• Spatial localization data
***
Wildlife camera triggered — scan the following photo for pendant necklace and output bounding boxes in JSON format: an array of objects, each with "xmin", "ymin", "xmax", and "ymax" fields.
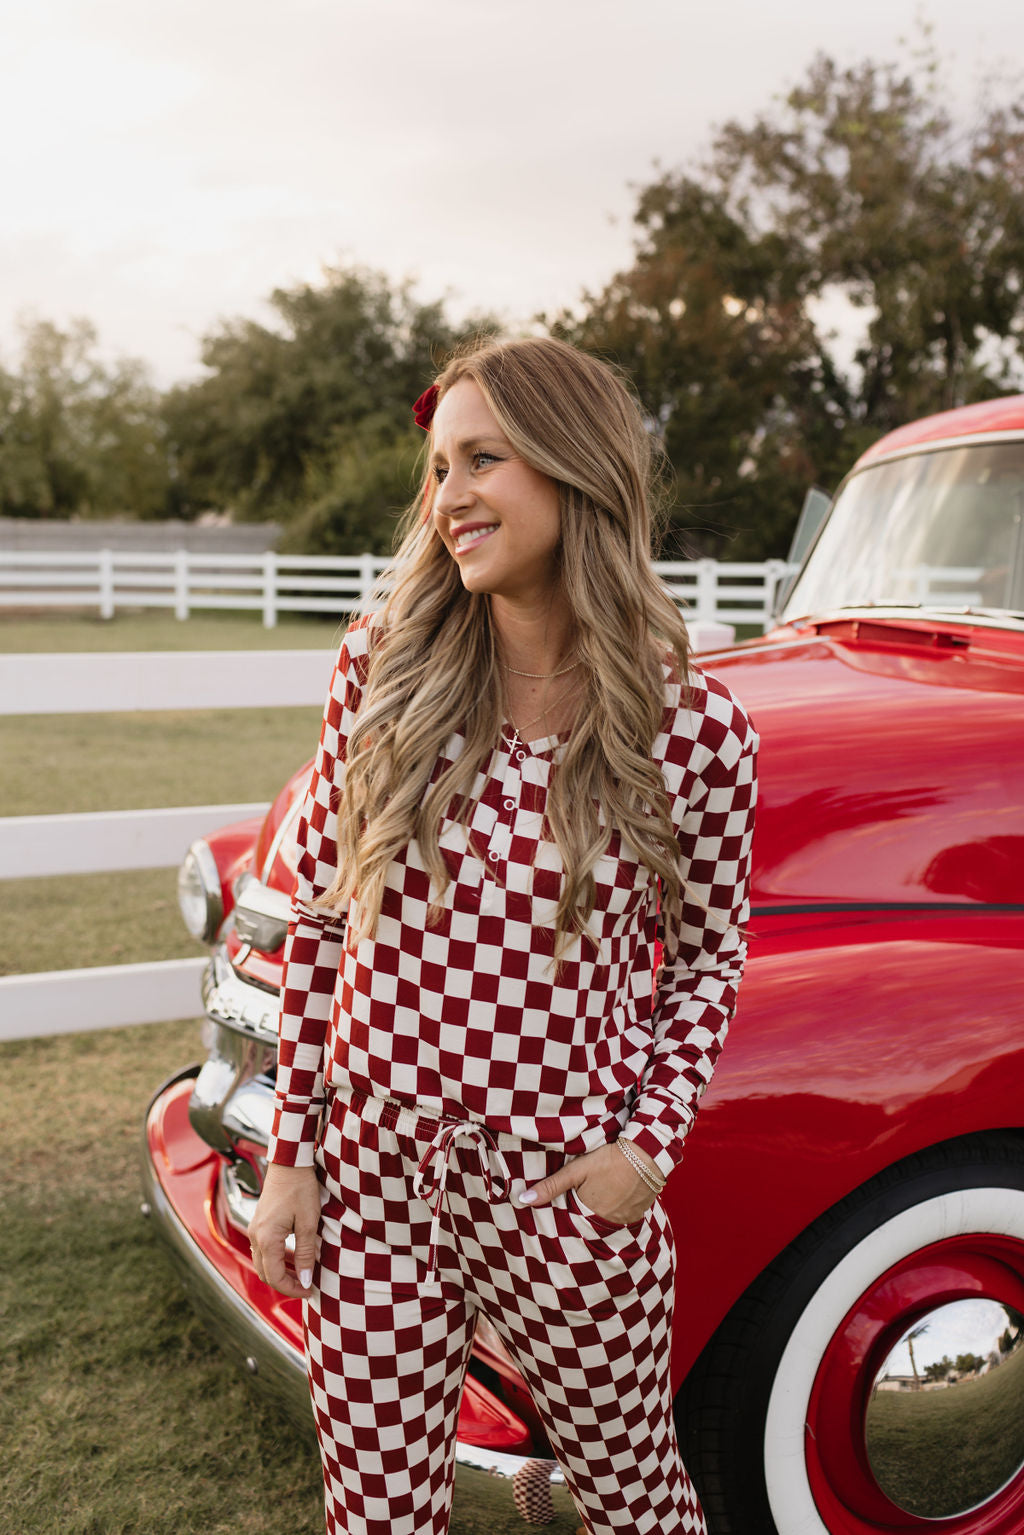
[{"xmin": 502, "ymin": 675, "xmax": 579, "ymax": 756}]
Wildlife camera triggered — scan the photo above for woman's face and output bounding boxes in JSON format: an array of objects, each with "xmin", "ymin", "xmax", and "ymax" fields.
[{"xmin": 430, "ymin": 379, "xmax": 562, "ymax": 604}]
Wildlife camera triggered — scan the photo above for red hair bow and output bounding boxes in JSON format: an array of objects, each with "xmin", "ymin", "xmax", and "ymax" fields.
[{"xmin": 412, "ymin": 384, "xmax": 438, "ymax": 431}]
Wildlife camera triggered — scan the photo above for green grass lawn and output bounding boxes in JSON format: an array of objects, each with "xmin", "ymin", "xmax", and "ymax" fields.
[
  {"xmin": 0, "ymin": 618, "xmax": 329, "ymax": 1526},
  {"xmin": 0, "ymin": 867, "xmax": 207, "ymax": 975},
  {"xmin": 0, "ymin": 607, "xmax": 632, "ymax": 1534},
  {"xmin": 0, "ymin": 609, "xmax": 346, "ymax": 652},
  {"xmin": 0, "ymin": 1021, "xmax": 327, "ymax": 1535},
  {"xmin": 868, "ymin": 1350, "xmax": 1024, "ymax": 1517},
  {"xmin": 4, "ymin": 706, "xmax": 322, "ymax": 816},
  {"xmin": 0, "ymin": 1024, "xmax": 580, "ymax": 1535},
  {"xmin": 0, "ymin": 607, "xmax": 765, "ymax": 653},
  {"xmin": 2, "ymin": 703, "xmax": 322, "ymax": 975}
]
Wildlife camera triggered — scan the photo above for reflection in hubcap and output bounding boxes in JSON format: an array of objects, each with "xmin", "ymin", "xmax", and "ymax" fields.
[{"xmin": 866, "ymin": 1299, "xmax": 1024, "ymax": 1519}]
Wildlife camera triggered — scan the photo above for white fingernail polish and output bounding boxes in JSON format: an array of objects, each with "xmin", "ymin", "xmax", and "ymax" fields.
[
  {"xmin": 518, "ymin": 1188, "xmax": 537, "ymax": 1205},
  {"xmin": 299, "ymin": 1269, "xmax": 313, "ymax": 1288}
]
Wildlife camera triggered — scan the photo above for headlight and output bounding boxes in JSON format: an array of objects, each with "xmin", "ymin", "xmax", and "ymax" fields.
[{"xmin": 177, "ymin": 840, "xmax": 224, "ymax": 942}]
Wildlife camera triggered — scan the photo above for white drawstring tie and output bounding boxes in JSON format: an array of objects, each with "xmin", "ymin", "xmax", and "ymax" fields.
***
• What this task involves
Output the line containing "Wildlife camera triggered — scan the photo above for headlight" together with all later lines of the entries, exactly as written, through the final line.

• Response to the task
Wildlife camera triggered — scan the photo above for headlight and output bounding boxes in JSON format: an array of objects, each with "xmin", "ymin", "xmax", and "ymax" fields.
[{"xmin": 177, "ymin": 840, "xmax": 224, "ymax": 942}]
Wildlife camera triggered — scan the photo above for white drawstring tie and output bounding boxes in JSON format: an array of objects, each with "xmin", "ymin", "xmax", and "ymax" fields.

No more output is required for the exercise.